§ **任务说明**
把下面材料中的“suv window”全部换成“car window”，其余内容一字不改，重新写出所有行。

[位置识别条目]
————————

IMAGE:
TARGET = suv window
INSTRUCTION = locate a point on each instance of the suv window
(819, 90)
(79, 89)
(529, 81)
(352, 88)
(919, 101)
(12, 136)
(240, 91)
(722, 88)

————————

§ **预期输出**
IMAGE:
TARGET = car window
INSTRUCTION = locate a point on each instance of the car window
(819, 90)
(79, 89)
(529, 81)
(352, 88)
(919, 101)
(12, 136)
(240, 91)
(722, 88)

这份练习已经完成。